------ Study text ------

Ernst Küster (18 June 1874, in Breslau – 6 July 1953, in Gießen) was a German botanist known for his work in plant cell research.

In 1896, he obtained his doctorate from the Ludwig-Maximilians-Universität München under the sponsorship of Ludwig Radlkofer (1829–1927). After a few years of scientific travel, he served as an assistant to Georg Albrecht Klebs (1857–1918) at the University of Halle. In 1900, he received his habilitation with the thesis Beiträge zur Anatomie der Gallen. From 1909 to 1911, he worked with Johannes Reinke (1849–1931) at Kiel University, becoming an associate professor in 1910. Afterwards he worked with Eduard Strasburger (1844–1912) at the University of Bonn, and in 1920 succeeded Adolph Hansen (1851–1920) as director of the botanical institute at the University of Giessen.

Küster made important contributions in his research involving the physiological and chemical processes associated with plant cells. He is remembered for his investigations of plasmolysis and the morphology of plant protoplasm. From 1903 to 1951 he was editor of the "Zeitschrift für wissenschaftliche Mikroskopie" (magazine dedicated to scientific microscopy).

== Principal works ==
- Pathologische Pflanzenanatomie, 1903
- Die Pflanzenzelle. Vorlesungen über normale und pathologische Zytomorphologie und Zytogenese, 1935, 1951—Lessons on normal and pathological cytomorphology and cytogenetics.
- Pathologie der Pflanzenzelle, 1937–39.
  - Works by Küster that have translated into English:
- "Pathological plant anatomy", 1903
- "Contribution to the Process of Leaf Fall", 1967
- "Pathology of the plant cell": Part 1, 1975
- "Pathology of Protoplasm (Pathology of the Plant Cell, Part 1)", 1996.

------ Data records ------

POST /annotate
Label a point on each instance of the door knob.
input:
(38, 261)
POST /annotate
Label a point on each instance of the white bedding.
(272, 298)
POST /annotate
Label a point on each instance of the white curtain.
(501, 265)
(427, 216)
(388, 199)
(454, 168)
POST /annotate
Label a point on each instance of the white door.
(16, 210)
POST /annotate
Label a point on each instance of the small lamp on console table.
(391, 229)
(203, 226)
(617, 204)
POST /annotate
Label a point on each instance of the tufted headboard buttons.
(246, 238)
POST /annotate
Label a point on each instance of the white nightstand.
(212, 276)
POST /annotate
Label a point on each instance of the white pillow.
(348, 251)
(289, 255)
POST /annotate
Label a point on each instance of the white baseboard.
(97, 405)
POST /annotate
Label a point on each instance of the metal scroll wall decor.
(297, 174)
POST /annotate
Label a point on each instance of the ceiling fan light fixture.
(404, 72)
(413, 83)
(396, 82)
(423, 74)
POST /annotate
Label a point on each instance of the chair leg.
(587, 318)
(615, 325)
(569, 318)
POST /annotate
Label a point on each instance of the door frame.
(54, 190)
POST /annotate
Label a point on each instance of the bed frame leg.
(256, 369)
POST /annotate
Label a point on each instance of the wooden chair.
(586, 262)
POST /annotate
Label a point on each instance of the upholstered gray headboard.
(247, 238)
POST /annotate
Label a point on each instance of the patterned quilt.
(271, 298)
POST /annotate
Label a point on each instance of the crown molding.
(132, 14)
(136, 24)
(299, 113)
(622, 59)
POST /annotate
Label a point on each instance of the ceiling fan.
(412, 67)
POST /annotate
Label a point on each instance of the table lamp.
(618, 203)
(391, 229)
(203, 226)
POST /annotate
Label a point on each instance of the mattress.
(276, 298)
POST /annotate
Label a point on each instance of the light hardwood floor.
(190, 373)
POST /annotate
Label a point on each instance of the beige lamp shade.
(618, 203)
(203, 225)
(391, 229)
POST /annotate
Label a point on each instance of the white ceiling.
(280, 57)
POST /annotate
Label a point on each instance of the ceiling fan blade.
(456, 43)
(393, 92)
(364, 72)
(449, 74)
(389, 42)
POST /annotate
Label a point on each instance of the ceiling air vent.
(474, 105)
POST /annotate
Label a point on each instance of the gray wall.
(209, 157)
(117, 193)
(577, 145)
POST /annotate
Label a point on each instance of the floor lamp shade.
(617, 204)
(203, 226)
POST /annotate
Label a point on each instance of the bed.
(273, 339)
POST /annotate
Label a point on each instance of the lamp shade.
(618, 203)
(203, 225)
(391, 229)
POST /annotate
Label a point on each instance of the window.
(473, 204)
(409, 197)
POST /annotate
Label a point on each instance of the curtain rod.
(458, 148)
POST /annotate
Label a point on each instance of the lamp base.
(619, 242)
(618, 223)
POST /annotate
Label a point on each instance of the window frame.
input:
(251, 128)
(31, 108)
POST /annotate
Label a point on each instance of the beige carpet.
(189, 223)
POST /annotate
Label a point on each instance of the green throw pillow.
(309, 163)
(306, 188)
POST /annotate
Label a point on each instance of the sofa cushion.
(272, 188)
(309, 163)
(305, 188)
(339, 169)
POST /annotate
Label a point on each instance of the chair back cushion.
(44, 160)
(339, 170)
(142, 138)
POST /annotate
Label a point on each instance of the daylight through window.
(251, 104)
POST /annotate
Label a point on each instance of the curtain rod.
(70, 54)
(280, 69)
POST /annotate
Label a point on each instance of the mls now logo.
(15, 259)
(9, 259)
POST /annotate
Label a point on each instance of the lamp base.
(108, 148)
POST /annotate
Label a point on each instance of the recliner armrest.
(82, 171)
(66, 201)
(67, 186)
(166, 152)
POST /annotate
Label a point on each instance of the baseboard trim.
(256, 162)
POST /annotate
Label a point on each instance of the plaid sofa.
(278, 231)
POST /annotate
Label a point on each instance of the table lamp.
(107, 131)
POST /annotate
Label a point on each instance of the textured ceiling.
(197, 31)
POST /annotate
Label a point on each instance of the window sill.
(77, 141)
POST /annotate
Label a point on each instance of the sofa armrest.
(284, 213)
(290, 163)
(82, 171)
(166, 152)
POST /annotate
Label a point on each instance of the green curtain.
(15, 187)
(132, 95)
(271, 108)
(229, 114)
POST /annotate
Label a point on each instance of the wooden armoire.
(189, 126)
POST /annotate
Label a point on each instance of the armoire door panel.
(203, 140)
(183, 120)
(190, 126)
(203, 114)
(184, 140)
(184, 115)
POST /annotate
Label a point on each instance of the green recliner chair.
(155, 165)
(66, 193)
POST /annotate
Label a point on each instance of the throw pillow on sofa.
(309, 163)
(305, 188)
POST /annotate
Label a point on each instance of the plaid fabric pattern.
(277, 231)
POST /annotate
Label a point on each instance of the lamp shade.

------

Exercise aim: Quote the Ernst Küster passage verbatim, starting at "Küster made important" and ending at "der Pflanzenzelle, 1937–39.". Work only from the Ernst Küster passage, not the entries.

Response below:
Küster made important contributions in his research involving the physiological and chemical processes associated with plant cells. He is remembered for his investigations of plasmolysis and the morphology of plant protoplasm. From 1903 to 1951 he was editor of the "Zeitschrift für wissenschaftliche Mikroskopie" (magazine dedicated to scientific microscopy).

== Principal works ==
- Pathologische Pflanzenanatomie, 1903
- Die Pflanzenzelle. Vorlesungen über normale und pathologische Zytomorphologie und Zytogenese, 1935, 1951—Lessons on normal and pathological cytomorphology and cytogenetics.
- Pathologie der Pflanzenzelle, 1937–39.